## GIVEN PROBLEM:
Rewrite every row below with each occurrence of "Tag each instance" replaced by "Mark every occurrence" and nothing else changed. Omit the pictures from your output.

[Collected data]
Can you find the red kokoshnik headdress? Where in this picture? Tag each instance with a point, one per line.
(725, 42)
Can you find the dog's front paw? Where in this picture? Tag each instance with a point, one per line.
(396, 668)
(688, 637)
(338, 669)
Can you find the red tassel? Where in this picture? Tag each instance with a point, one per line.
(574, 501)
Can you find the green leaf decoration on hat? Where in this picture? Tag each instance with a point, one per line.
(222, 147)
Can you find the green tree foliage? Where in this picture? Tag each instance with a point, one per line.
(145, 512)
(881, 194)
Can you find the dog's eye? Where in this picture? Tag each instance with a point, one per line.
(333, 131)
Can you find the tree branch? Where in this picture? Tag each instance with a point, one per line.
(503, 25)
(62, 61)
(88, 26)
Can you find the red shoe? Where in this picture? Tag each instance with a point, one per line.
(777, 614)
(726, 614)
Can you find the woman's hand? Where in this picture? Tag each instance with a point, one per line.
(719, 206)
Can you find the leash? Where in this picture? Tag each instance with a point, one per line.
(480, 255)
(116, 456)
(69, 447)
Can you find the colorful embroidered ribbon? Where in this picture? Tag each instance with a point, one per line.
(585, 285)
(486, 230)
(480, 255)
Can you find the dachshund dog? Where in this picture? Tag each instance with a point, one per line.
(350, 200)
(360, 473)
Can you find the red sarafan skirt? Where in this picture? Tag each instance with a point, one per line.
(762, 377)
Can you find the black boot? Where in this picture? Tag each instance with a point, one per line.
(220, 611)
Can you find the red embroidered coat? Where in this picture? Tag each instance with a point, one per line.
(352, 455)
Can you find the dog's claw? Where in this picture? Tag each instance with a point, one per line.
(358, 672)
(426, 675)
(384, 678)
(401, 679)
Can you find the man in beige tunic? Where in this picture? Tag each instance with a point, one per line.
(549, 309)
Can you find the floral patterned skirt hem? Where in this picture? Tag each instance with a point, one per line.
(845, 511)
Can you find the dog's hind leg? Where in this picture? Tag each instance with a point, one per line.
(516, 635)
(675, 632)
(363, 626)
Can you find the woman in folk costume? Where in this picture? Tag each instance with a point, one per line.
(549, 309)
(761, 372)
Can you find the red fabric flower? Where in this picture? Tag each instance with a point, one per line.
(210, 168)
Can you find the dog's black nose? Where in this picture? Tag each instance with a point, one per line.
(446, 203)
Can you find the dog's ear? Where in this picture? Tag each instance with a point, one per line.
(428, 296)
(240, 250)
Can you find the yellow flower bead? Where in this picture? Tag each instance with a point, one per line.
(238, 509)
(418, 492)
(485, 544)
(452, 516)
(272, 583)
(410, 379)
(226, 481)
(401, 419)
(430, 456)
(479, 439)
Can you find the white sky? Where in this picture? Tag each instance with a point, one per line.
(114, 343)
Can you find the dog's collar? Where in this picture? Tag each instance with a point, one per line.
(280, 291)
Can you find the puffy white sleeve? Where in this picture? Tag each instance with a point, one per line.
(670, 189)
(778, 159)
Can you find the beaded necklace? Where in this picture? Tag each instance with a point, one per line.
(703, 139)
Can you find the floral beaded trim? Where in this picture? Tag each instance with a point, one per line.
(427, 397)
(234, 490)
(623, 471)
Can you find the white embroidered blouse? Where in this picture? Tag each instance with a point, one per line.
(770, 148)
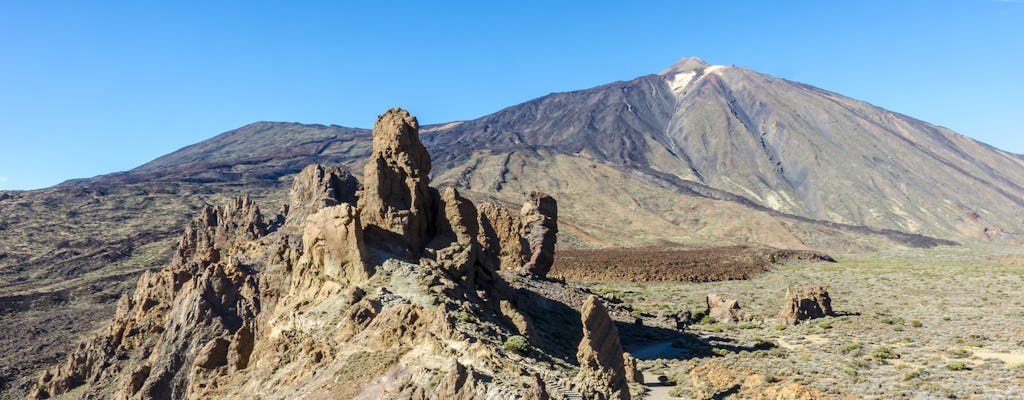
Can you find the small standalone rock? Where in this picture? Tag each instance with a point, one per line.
(805, 303)
(540, 217)
(396, 202)
(633, 373)
(724, 310)
(602, 371)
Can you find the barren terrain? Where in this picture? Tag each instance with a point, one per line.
(923, 324)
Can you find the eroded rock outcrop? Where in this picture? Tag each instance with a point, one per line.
(502, 237)
(805, 303)
(396, 203)
(602, 373)
(179, 323)
(330, 300)
(540, 219)
(724, 310)
(317, 186)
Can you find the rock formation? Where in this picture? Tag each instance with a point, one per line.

## ANSWER IN FULL:
Can you find the red kokoshnik headdress? Where in this picture? Mark every occurrence with a point, one per line.
(725, 42)
Can you find the dog's front paw? Where in this picture? Mark every occurrence with a point, one per line.
(396, 668)
(688, 637)
(338, 669)
Can you find the red tassel? Where in this picture? Mark every occurrence with a point, one per line.
(574, 501)
Can you find the green leaf decoration on hat? Where in this picture? Mark every occurrence with a point, one per line.
(222, 147)
Can you find the green tree foliage? Where in this picture? Mark every occurrence with a point, one per line.
(145, 512)
(881, 194)
Can you find the dog's eye? Where in this picture? Mark every occurrence with a point, one per line.
(333, 131)
Can you find the tree branch? Where in this picture? Mark every occurrence with a point, one per line.
(503, 25)
(62, 61)
(88, 26)
Can you find the red shoe? Where in this picture? Mark every occurrence with a point, one per line.
(777, 614)
(726, 614)
Can you find the woman's hand? Where in this picture? Mark every occurrence with a point, one per line.
(719, 206)
Can you find the leash? Where in this picture? Mark every occurrence with a point, one per line.
(480, 255)
(116, 456)
(69, 447)
Can you find the colorful embroidered ribbon? Where in this picture? Mark every occurrence with a point, one per line.
(585, 285)
(486, 230)
(480, 255)
Can you find the dachshund dog? Where in this picture? Mark every occurrence with a point, one per line.
(350, 200)
(360, 473)
Can you find the red sarafan skirt? Where in this picture? Mark every occurrence with a point, one per line.
(762, 377)
Can you find the black boot? Where in this picture? Mark every occurrence with a point, one per line.
(220, 611)
Can you find the red embroidered coat? Where in this picture? Mark every occurrence with a point, one per line.
(352, 455)
Can you find the dog's claw? Where in this picture? Mark every occurrence with a point, one per line.
(358, 672)
(426, 675)
(384, 678)
(401, 679)
Can you find the man in beige tunic? Where in this picture? Mark every occurrence with a point, one per line.
(549, 309)
Can you find the floral patterned skirt hem? Where in this picture? Mark every occurrence with a point, one per line.
(845, 511)
Can you find the dog's hind leg? Where in this picture? Mark every occurrence with a point, one per line.
(516, 635)
(675, 632)
(363, 626)
Can you find the woman in folk costume? Where in this picture? Mark every occurrence with a point, one per line.
(549, 309)
(761, 372)
Can you find the red fabric flower? Where in this picture? Mark every occurrence with a point, one per line.
(210, 168)
Can you find the dog's black nose? Where in this picture? Mark every occurrence with a point, one per line.
(446, 203)
Can you find the dog's ear? Where in this picture? Mark every occurrence with a point, one per line.
(428, 296)
(240, 250)
Can you find the yellow flower bead? Where in this picture? Mark every occurrence with a point, one per line.
(238, 509)
(418, 492)
(485, 544)
(452, 516)
(272, 583)
(410, 379)
(226, 481)
(401, 419)
(430, 456)
(479, 439)
Can you find the white sky? Where in this picture? Mark every occurrence with a point, one per line.
(114, 343)
Can you find the dog's collar? Where in this picture? Mark every occurrence with a point, one per line.
(280, 291)
Can you find the puffy white sleeve? Where in this picture? Mark every occurrence with a point, one per line.
(670, 189)
(778, 159)
Can you find the beaded necklace? Where in this picture? Mark every occurrence with a point, one per line.
(703, 139)
Can you find the floral beaded trim? Where in this picture? Mark every occurrence with a point, one per line.
(427, 397)
(234, 490)
(623, 471)
Can you find the white embroidered blouse? Where in this picture? Mark every occurrence with a point, one per line.
(770, 148)
Can you find the small standalone rock? Where in this picture? Mark every occurrence with a point, one per line.
(805, 303)
(540, 217)
(396, 202)
(633, 373)
(724, 310)
(602, 371)
Can you find the barren terrain? Where in this picture? Mark every occurrence with a point, one per line.
(923, 324)
Can you find the eroded rock outcrop? Where in this picture? Mark every occurrence with a point, one per line.
(502, 237)
(805, 303)
(396, 203)
(602, 373)
(179, 323)
(330, 300)
(540, 219)
(724, 310)
(317, 186)
Can you find the rock formation? Where in this picture? Mark every occurrence with a point, one per line.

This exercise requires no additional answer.